Start of Block

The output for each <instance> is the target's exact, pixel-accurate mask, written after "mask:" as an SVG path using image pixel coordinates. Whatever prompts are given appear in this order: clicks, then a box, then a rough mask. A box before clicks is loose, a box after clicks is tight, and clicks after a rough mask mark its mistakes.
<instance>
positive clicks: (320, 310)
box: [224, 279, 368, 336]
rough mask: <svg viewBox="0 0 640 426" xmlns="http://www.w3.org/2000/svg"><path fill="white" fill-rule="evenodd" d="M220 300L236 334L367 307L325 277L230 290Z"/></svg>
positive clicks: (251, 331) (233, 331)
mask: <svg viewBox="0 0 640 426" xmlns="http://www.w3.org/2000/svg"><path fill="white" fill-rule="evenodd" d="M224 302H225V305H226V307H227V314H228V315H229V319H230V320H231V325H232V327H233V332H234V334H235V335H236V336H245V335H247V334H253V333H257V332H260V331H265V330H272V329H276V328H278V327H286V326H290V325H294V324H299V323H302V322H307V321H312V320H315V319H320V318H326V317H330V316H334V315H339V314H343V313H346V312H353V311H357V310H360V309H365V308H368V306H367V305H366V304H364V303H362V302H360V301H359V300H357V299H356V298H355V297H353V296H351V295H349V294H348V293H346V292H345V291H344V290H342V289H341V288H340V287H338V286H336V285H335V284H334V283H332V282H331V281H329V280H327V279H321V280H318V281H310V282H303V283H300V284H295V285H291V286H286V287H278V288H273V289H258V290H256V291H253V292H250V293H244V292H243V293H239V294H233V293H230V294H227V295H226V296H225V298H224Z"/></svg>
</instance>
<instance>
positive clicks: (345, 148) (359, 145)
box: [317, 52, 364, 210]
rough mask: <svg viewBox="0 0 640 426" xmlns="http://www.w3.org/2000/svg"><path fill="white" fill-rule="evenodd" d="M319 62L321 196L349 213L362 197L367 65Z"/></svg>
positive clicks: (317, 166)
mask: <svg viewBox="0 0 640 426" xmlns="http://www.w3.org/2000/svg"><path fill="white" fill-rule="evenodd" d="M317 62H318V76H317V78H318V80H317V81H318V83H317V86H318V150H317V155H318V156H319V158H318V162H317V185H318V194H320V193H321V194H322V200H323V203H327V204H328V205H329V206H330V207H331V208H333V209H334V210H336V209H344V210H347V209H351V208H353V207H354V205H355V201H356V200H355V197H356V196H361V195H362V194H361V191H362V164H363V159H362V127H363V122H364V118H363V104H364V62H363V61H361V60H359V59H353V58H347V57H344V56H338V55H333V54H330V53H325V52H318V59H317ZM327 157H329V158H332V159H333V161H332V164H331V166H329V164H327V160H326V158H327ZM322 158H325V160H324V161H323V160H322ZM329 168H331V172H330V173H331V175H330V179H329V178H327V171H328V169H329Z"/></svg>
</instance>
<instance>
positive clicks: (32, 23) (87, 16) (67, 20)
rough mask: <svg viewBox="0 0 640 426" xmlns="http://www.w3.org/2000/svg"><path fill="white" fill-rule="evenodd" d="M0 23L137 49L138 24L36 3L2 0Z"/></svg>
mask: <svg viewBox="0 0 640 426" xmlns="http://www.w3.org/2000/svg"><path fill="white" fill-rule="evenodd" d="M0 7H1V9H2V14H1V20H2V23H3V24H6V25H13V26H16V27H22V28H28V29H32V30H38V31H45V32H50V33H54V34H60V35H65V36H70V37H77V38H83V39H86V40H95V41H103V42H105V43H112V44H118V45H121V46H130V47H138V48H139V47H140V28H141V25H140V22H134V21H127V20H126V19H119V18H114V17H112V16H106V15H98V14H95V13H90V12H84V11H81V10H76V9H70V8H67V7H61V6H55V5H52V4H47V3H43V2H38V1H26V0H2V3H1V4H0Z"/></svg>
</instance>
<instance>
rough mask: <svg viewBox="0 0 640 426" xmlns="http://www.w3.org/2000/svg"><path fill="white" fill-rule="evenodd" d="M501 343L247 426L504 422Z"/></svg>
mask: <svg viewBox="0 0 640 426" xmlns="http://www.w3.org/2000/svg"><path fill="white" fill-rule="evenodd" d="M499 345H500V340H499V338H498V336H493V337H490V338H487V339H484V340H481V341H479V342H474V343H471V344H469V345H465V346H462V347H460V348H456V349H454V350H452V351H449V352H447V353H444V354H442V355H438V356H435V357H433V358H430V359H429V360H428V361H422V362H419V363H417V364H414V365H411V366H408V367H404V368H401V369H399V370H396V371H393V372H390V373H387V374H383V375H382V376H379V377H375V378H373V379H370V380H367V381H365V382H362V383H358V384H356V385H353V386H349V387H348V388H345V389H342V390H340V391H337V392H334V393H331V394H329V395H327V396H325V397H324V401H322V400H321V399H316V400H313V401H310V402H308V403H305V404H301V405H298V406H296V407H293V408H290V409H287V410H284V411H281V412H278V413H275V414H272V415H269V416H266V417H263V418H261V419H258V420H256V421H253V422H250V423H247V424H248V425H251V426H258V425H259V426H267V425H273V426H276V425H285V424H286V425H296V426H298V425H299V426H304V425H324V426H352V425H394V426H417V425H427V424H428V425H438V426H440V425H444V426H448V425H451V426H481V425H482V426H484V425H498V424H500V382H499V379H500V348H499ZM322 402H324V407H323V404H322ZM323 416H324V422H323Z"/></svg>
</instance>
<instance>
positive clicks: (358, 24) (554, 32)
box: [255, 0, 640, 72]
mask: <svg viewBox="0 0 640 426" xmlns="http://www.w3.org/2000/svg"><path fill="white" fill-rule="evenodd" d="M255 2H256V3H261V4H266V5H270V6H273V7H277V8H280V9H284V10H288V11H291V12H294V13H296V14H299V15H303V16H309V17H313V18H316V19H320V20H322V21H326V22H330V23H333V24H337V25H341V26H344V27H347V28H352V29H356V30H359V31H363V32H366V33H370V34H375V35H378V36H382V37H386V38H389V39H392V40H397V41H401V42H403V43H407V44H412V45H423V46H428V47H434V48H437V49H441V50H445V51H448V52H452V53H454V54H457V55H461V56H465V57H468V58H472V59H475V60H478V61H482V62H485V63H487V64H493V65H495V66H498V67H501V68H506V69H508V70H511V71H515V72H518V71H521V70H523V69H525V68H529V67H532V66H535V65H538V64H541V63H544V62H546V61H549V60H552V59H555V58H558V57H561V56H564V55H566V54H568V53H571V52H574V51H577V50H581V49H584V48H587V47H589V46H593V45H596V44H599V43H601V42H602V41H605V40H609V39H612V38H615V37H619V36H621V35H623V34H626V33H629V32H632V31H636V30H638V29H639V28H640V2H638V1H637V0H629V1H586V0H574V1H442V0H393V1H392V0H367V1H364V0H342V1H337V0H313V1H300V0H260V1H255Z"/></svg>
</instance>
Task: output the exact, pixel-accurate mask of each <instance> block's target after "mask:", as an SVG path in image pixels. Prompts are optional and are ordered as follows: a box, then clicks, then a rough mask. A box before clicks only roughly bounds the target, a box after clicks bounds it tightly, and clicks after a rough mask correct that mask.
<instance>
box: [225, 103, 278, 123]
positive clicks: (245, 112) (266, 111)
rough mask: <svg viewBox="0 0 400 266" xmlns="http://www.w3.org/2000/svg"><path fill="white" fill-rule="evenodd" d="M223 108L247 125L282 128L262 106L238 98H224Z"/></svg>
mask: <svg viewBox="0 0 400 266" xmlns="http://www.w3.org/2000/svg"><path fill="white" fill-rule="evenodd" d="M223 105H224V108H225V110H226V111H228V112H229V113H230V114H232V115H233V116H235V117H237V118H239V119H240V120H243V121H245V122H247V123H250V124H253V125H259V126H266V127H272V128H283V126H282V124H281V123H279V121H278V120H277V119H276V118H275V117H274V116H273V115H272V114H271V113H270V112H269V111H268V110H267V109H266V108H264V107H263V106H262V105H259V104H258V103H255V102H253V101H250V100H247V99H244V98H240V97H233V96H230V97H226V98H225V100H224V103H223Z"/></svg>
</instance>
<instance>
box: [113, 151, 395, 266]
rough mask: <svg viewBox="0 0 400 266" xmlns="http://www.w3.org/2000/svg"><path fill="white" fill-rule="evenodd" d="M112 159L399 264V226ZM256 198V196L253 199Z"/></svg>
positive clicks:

End of Block

WHAT THE EXERCISE ASKS
Return only and exactly the lines from the one that contains "159L399 264V226ZM256 198V196L253" through the final line of the material above.

PROBLEM SOLUTION
rough mask: <svg viewBox="0 0 400 266" xmlns="http://www.w3.org/2000/svg"><path fill="white" fill-rule="evenodd" d="M112 159L399 264V226ZM256 198V196L253 199Z"/></svg>
positive clicks:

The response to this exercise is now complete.